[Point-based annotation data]
---
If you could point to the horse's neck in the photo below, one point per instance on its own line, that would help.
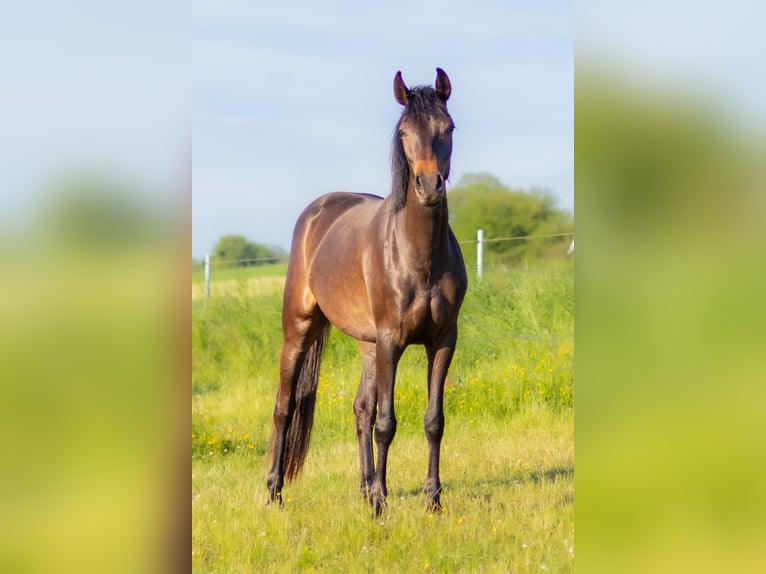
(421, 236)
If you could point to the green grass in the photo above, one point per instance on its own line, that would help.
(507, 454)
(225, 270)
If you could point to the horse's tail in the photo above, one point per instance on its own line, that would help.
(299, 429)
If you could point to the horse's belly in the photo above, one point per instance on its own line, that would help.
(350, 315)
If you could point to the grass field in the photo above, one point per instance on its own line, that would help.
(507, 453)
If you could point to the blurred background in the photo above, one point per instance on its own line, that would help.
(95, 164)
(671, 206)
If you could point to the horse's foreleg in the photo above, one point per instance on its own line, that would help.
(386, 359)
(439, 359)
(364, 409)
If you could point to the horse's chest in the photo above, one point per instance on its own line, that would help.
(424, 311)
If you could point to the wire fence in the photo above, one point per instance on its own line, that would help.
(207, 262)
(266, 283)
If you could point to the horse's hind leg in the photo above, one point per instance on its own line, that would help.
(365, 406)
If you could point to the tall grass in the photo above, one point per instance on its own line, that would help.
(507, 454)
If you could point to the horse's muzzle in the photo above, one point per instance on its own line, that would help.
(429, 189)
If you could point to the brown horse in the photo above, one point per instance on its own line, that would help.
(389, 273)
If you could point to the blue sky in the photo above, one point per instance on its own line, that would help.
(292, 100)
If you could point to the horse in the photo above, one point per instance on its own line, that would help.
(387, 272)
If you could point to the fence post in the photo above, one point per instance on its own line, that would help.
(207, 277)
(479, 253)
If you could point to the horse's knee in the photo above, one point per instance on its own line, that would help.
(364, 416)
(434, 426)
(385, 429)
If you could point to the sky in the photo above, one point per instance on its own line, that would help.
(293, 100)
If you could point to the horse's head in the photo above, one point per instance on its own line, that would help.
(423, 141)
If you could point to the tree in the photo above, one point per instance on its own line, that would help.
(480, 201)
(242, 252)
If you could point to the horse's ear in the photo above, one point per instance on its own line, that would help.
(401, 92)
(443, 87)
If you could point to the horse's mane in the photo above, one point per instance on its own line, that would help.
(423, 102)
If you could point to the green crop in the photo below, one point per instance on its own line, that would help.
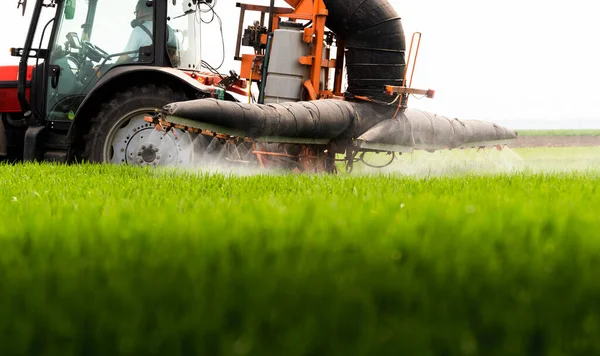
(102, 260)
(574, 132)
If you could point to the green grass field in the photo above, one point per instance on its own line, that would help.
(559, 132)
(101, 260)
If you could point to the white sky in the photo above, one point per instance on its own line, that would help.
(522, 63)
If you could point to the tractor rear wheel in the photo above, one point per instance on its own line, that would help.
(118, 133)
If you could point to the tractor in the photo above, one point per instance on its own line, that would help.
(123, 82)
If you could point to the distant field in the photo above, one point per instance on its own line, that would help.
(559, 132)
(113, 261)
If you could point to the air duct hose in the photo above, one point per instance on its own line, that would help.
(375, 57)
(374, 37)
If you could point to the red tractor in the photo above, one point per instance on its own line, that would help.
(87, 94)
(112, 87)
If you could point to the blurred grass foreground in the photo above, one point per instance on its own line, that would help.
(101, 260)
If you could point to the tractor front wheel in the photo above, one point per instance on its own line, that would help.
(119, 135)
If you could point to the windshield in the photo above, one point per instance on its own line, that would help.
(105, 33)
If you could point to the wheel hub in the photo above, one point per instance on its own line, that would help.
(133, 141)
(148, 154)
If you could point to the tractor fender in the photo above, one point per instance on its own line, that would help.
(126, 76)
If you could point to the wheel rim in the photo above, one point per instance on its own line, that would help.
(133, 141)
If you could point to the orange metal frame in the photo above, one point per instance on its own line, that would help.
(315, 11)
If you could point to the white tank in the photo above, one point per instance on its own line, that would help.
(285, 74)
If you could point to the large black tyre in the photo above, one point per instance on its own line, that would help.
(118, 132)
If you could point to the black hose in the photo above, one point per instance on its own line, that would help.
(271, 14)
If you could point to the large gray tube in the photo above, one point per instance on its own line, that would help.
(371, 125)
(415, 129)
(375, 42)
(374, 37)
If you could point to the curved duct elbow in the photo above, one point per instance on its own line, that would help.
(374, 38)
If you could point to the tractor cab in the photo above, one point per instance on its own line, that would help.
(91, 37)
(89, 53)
---
# Instructions for the task
Repeat the material above word for word and skip every image in it.

# Correct answer
If you could point to the horse's neck in the photo below, one point per instance on its own line, that would help.
(421, 236)
If you could point to the green grass in the photo above, one point per instance on its own line, that would help.
(507, 454)
(225, 270)
If you could point to the horse's tail in the photo above, one point per instance on its own line, that would help.
(299, 429)
If you could point to the horse's belly in the photo above, one point per instance on its own line, that would help.
(350, 315)
If you could point to the grass field in the photo above, one point per instance on its own line, that would help.
(507, 453)
If you could point to the blurred background in the photo above, one point per instance on its own line, that would help.
(95, 164)
(671, 206)
If you could point to the horse's foreleg in the photo above, one point per instance on its own line, that would help.
(386, 359)
(439, 359)
(364, 409)
If you could point to the horse's chest in the photo above, one point per instance on its own line, that would help.
(424, 311)
If you could point to the wire fence in the photo above, one point per instance on its own line, that would help.
(207, 262)
(266, 283)
If you could point to the horse's hind leg in the photo above, one point per instance on its own line, that would help.
(365, 406)
If you could point to the tall grass in the photo above, one point per instance on its own line, that would help.
(507, 454)
If you could point to the horse's muzzle in the photo above, one point per instance on its own line, that would help.
(429, 189)
If you could point to the brown horse in the photo above, one point per instance on its own line, that would help.
(389, 273)
If you could point to the blue sky in the photo above, one point per instance on its own line, that would help.
(292, 100)
If you could point to the horse in the photo above, one point per instance on its own line, that would help.
(387, 272)
If you could point to the fence post in the photo above, one point per instance on its own line, that would help.
(207, 277)
(479, 253)
If you could point to the horse's knee in the photo above, one point per instance on its own line, that would help.
(364, 416)
(434, 426)
(385, 429)
If you could point to the sky in the photo above, one point per instance on its own line, that would help.
(293, 100)
If you could point to the horse's head in the photo above, one point per instance on its own line, that would help.
(423, 141)
If you could point to the tree in the photo above, one point per instance on its own line, that would help.
(480, 201)
(242, 252)
If you could point to the horse's ear in the photo above, one point per instance on its own line, that would help.
(401, 92)
(443, 87)
If you could point to the horse's mane in the photo above, one point per instance on its own line, that would help.
(423, 102)
If you could point to the green crop in the photo below, one point per instance on its own line, that would help.
(102, 260)
(574, 132)
If you could point to the green grass field in the photo above, one point per instance on its own line, that would help.
(559, 132)
(101, 260)
If you could point to the white sky in the photo above, one point per instance on its own line, that would help.
(522, 63)
If you could point to the tractor rear wheel in the photo above, one point per instance on its own line, that would help.
(118, 133)
If you could point to the tractor in the photo above, one point per instance on its own line, that would help.
(123, 82)
If you could point to the distant field in the photo above, one point per instance on its own line, that would help.
(559, 132)
(113, 261)
If you could point to the air duct hose in the photo above, one point per instance on its own line, that would help.
(375, 57)
(374, 37)
If you could point to the red tractor in the photo above, one point per instance on its own line, that would help.
(87, 94)
(112, 87)
If you could point to the blurred grass foreground in the photo above, one point per instance on its own line, that would help.
(101, 260)
If you could point to the tractor front wheel in the photo above, one point per instance on its own line, that would help.
(119, 135)
If you could point to the windshield in the photo above, one point per instance on its own line, that would help.
(105, 33)
If you could point to the wheel hub in the photo above, one point per instance on its own line, that would help.
(133, 141)
(148, 154)
If you could point to the tractor fender in the photo above, one point per instance on its own line, that would help.
(126, 76)
If you could point to the wheel rim in the photo above, one point per instance on its own line, that would help.
(133, 141)
If you could point to the orange metal frame in the photo above, one point per instance on its own line, that would help.
(315, 11)
If you could point to the white tank in the photo above, one point per instance on its own line, that would help.
(285, 74)
If you could point to the large black tyre in the photo above, one point per instance on its own line, that would help.
(118, 132)
If you could point to the black hose in the photo above, one point per instance on its own line, that would help.
(271, 14)
If you could point to the large gray tube in the photo above, one point per instance on its own line, that would help.
(371, 125)
(415, 129)
(375, 42)
(374, 37)
If you could point to the curved duct elbow in the photo above, one point per instance on its own line, that would help.
(374, 38)
If you could point to the tractor cab in the photo above, one point per instance on its own line, that would help.
(91, 37)
(89, 53)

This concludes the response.